What to produce »
Summarize the review of "They Is Us" below in two sentences.

Excerpt »
= = = =

Saturday, December 19, 2009

Tama Janowitz, "They Is Us"

Too often when I review a book I say "It wouldn't qualify for the Oprah Book Club!" Besides making a backhanded swipe at Oprah -- that'll teach her! -- I suppose my point is that there are books that sell and there are books that don't. One group is not necessarily any better than the other, but I think that Oprah's picks -- and the books displayed at the front of the book store -- are homogenized, straightforward, uncomplicated, safe, and somehow "established." Other than political screeds, olde-timey classics, get-rich-quick books, or that new brand of "blink and you'll miss it" sociology, those are the Books That Sell.

"They Is Us" by Tama Janowitz is NOT an Oprah pick. Like many of my favourite books it lacks the basic qualifications, alienating the reader almost from the first page. It's nasty and messy and horrific and strange, and no matter how big the "By the Author of Slaves of New York" sticker is on the cover I still don't think it's a "Book That Sells."

That isn't a bad thing but I think it's a shame.

I really wonder who Tama Janowitz's readership is. Who are her fans, and why do they like her books so much? I can only state why *I* do: I can relate to her characters, I never know what's going to happen in the next chapter, I appreciate the unconventional structure of the plots, I love her dialog, and -- most significantly -- even though her novels rarely have "a point" they leave a nebulous impression of "truth" that could not survive point-form distillation into a "Blink"-style sociology splurge. Her novels tell me something about people and the world and the way that we feel about each other, and those are very important topics indeed.

= = = =

Given data »
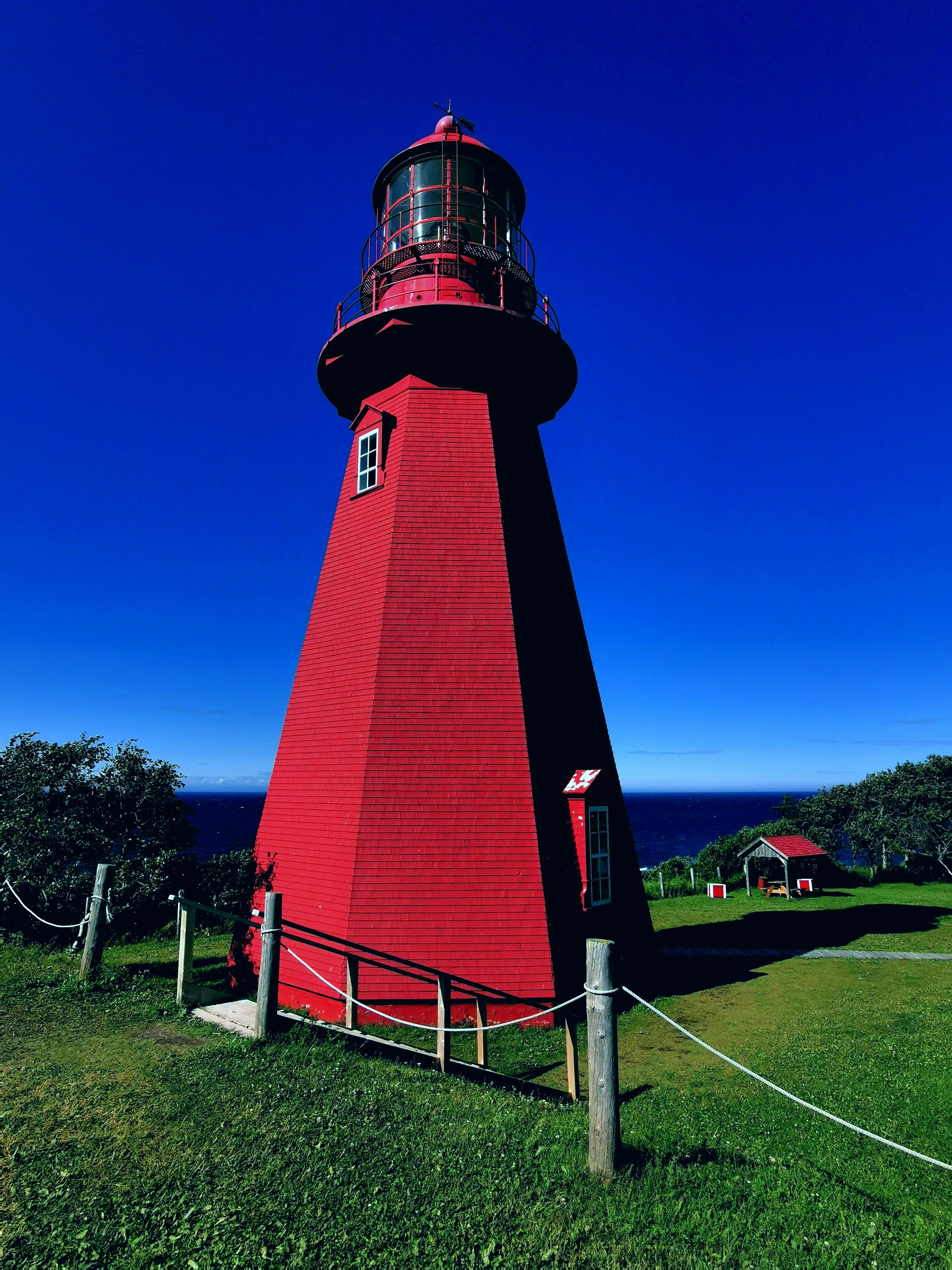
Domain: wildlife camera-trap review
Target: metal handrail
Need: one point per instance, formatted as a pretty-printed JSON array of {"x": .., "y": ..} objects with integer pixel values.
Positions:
[
  {"x": 515, "y": 248},
  {"x": 379, "y": 958},
  {"x": 351, "y": 309}
]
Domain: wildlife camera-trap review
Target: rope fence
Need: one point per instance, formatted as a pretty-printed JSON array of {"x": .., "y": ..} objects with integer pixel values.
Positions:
[
  {"x": 405, "y": 1023},
  {"x": 58, "y": 926},
  {"x": 598, "y": 991},
  {"x": 803, "y": 1103}
]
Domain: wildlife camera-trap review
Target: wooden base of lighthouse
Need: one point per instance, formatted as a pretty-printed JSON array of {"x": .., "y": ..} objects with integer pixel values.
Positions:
[{"x": 445, "y": 694}]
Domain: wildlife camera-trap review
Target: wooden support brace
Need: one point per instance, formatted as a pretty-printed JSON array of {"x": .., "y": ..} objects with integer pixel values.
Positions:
[{"x": 267, "y": 1011}]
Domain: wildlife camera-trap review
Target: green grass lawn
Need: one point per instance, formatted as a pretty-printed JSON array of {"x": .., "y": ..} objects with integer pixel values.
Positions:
[{"x": 134, "y": 1136}]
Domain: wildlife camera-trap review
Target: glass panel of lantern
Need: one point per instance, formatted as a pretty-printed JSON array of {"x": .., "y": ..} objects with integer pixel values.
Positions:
[
  {"x": 470, "y": 214},
  {"x": 428, "y": 173},
  {"x": 399, "y": 187},
  {"x": 428, "y": 215}
]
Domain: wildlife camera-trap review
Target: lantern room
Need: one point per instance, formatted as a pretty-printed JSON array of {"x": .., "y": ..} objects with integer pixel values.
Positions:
[{"x": 448, "y": 230}]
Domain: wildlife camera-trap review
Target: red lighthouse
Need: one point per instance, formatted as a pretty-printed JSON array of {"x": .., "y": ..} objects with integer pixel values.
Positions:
[{"x": 445, "y": 787}]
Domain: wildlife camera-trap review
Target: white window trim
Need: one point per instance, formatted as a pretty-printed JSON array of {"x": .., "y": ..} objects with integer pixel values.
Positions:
[
  {"x": 372, "y": 432},
  {"x": 607, "y": 857}
]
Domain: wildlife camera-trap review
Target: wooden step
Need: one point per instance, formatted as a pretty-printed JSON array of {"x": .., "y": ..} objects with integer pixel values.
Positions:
[{"x": 233, "y": 1015}]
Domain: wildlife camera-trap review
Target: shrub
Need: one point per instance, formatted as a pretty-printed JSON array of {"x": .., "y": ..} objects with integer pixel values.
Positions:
[{"x": 64, "y": 808}]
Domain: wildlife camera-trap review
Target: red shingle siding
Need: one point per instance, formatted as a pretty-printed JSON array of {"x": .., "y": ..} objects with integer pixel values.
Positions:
[{"x": 400, "y": 809}]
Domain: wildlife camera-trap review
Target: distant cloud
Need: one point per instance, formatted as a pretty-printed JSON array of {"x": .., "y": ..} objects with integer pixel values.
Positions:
[
  {"x": 676, "y": 751},
  {"x": 191, "y": 711}
]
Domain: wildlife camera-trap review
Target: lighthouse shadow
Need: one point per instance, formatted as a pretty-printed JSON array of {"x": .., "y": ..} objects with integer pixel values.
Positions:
[{"x": 710, "y": 956}]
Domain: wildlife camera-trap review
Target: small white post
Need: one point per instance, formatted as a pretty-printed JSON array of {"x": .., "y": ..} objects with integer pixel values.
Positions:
[
  {"x": 572, "y": 1057},
  {"x": 482, "y": 1051},
  {"x": 93, "y": 949},
  {"x": 187, "y": 935},
  {"x": 443, "y": 995},
  {"x": 352, "y": 991}
]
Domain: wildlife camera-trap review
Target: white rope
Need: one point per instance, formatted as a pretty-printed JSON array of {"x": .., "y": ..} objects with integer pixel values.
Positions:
[
  {"x": 866, "y": 1133},
  {"x": 426, "y": 1027},
  {"x": 59, "y": 926}
]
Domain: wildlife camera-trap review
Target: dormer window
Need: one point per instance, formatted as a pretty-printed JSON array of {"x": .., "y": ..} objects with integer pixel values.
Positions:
[
  {"x": 367, "y": 460},
  {"x": 600, "y": 872}
]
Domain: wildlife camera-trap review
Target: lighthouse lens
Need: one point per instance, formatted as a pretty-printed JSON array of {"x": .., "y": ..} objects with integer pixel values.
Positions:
[
  {"x": 399, "y": 186},
  {"x": 429, "y": 172}
]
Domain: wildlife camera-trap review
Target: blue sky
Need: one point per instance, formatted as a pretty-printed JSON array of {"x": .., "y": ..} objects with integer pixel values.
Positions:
[{"x": 742, "y": 215}]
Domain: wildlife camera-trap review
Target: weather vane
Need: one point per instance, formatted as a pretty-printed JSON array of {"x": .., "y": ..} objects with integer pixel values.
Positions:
[{"x": 466, "y": 124}]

= = = =

Answer »
The reviewer contrasts the safe, homogenized books that Oprah picks and stores display with Tama Janowitz's "They Is Us," which is nasty, messy, horrific and strange and which the reviewer doubts will be a book that sells, calling that a shame. The reviewer values Janowitz's novels for relatable characters, unpredictable chapters, unconventional plots and strong dialog, and above all for leaving an impression of truth about people and the world.